Saved data entries

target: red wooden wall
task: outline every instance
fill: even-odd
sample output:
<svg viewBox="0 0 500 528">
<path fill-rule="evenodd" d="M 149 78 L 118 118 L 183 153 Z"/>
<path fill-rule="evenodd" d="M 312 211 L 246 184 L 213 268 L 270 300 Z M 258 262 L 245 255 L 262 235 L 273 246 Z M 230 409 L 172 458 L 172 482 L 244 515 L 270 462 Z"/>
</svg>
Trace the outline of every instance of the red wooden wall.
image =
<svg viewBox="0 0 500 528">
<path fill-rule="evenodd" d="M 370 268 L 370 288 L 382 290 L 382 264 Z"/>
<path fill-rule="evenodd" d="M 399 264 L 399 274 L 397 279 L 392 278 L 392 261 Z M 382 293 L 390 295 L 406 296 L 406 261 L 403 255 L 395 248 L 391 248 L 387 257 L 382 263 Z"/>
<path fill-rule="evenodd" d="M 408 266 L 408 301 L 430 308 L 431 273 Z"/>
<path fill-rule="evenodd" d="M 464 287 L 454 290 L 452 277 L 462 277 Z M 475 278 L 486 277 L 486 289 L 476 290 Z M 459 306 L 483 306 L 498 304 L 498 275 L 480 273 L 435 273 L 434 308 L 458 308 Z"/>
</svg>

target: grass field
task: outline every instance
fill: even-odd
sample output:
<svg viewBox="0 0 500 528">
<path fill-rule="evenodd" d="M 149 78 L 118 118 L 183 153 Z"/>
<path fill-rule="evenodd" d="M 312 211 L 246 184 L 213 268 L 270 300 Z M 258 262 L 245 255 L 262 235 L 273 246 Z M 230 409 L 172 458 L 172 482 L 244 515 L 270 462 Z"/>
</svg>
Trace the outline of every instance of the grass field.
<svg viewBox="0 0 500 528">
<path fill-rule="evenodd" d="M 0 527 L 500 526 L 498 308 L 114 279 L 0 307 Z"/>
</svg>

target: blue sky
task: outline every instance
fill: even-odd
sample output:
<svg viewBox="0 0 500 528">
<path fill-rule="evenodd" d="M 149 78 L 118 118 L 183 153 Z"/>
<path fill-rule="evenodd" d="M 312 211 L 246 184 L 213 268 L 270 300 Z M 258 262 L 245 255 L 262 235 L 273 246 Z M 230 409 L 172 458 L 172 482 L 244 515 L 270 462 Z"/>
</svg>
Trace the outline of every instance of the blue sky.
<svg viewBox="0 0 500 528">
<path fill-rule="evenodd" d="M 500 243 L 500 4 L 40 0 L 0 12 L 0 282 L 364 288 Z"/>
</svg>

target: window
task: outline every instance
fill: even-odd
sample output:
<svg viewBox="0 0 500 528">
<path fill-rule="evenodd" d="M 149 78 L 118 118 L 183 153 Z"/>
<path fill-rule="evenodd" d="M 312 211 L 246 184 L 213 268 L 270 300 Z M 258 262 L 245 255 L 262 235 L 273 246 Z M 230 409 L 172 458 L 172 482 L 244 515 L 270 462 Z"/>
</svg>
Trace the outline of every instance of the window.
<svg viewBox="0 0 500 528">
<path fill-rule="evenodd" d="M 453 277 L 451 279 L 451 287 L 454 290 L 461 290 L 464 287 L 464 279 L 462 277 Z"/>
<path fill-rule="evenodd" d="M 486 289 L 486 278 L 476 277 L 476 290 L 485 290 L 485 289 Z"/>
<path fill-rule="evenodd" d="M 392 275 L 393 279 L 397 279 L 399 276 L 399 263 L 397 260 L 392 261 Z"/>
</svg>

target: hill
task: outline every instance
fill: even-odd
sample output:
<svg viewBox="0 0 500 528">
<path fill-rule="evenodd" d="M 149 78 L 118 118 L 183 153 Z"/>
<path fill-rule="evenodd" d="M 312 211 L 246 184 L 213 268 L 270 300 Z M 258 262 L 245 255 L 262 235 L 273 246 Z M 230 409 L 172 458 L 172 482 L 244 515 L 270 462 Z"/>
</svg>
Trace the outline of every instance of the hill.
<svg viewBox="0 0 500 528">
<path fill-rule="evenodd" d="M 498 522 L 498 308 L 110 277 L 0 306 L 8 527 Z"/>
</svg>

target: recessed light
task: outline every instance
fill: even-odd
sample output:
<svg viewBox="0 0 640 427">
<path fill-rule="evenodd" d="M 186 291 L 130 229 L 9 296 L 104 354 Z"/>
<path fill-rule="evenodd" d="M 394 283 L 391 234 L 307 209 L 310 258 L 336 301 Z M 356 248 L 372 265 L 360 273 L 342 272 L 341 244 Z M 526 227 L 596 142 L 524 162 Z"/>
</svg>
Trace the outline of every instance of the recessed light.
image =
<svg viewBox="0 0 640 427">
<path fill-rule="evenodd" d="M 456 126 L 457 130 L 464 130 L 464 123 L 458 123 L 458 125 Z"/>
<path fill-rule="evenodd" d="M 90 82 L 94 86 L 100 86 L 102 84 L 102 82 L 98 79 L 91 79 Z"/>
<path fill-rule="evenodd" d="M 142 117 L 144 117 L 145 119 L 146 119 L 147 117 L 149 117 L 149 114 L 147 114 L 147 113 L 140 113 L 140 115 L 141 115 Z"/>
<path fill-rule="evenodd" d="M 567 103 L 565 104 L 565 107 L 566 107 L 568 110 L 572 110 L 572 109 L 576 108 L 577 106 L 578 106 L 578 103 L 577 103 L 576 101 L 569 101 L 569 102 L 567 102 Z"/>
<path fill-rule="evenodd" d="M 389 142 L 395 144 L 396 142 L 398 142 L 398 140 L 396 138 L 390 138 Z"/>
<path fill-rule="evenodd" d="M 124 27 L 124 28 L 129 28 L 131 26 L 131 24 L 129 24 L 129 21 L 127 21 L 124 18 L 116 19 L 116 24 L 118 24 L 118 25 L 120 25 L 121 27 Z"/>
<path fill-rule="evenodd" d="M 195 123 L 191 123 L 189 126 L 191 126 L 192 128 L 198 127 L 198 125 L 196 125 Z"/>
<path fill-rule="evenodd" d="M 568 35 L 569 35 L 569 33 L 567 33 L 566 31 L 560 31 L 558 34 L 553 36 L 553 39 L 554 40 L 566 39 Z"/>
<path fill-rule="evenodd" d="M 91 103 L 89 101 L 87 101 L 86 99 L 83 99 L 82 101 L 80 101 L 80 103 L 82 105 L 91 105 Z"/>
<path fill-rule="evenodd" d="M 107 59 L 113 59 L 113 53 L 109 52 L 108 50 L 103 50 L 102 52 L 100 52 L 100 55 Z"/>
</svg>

* Try it *
Scan the data above. Return every line with "light" in it.

* Output of the task *
target: recessed light
Trace the outline of every instance of the recessed light.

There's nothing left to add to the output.